___ Source extract
You are viewing a plain text version of this content. The canonical link for it is here.
Posted to dev@tika.apache.org by "Tim Allison (JIRA)" <ji...@apache.org> on 2016/05/04 12:06:12 UTC

[jira] [Commented] (TIKA-1966) Issue in parsing iWorksDocument with Apache Tika

    [ https://issues.apache.org/jira/browse/TIKA-1966?page=com.atlassian.jira.plugin.system.issuetabpanels:comment-tabpanel&focusedCommentId=15270524#comment-15270524 ] 

Tim Allison commented on TIKA-1966:
-----------------------------------

[~sachin086], thank you for opening this issue and sharing test docs.  Our current iWorks parsers are expecting uncompressed xml.  These appear to contain .iwa files, which, I think, are compressed by Snappy.

With trunk, we're identifying these only as .zip files so they aren't even being routed through our IWorksParsers.

This won't be a quick fix (not making it into 1.13, I don't think), but this is a really important find.  Thank you!
______
___ Provided information
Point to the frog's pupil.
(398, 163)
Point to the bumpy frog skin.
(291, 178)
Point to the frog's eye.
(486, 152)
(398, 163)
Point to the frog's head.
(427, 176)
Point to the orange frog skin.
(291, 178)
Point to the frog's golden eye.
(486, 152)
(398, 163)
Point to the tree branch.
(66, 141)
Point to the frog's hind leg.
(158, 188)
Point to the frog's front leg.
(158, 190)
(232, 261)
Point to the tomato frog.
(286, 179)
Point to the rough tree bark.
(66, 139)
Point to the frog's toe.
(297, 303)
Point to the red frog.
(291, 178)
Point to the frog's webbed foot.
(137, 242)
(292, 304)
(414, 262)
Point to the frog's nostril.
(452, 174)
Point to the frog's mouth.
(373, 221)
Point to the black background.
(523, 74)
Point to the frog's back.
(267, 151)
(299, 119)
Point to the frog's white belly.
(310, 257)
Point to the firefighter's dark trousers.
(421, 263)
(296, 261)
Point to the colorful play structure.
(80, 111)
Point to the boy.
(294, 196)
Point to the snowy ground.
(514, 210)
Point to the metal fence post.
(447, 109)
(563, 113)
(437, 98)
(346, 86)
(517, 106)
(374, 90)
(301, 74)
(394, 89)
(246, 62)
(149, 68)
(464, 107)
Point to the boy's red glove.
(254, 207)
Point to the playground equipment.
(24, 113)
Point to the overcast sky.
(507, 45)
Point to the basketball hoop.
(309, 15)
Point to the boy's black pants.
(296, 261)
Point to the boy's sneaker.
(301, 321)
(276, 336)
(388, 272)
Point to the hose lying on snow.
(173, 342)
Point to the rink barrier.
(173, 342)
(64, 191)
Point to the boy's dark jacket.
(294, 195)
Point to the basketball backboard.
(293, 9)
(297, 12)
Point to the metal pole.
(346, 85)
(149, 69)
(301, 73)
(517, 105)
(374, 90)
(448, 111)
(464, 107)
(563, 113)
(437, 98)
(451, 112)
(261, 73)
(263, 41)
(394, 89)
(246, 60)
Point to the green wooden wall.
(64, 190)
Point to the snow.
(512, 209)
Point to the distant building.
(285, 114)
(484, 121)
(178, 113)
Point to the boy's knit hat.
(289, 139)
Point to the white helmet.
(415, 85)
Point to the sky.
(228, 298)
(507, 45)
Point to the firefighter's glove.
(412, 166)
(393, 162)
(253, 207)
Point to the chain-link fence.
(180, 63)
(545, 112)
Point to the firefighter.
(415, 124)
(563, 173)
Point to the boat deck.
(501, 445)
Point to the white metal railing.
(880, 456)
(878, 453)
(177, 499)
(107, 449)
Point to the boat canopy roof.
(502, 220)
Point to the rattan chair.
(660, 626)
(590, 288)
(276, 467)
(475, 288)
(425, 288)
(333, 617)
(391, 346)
______
» **What you have to do**:
Return the passage from the Tika issue comment starting with "Posted to dev@tika.apache.org" and going on through "compressed by Snappy.", copied word for word. None of the lines are needed here.

» **Response to the task**:
Posted to dev@tika.apache.org by "Tim Allison (JIRA)" <ji...@apache.org> on 2016/05/04 12:06:12 UTC

[jira] [Commented] (TIKA-1966) Issue in parsing iWorksDocument with Apache Tika

    [ https://issues.apache.org/jira/browse/TIKA-1966?page=com.atlassian.jira.plugin.system.issuetabpanels:comment-tabpanel&focusedCommentId=15270524#comment-15270524 ] 

Tim Allison commented on TIKA-1966:
-----------------------------------

[~sachin086], thank you for opening this issue and sharing test docs.  Our current iWorks parsers are expecting uncompressed xml.  These appear to contain .iwa files, which, I think, are compressed by Snappy.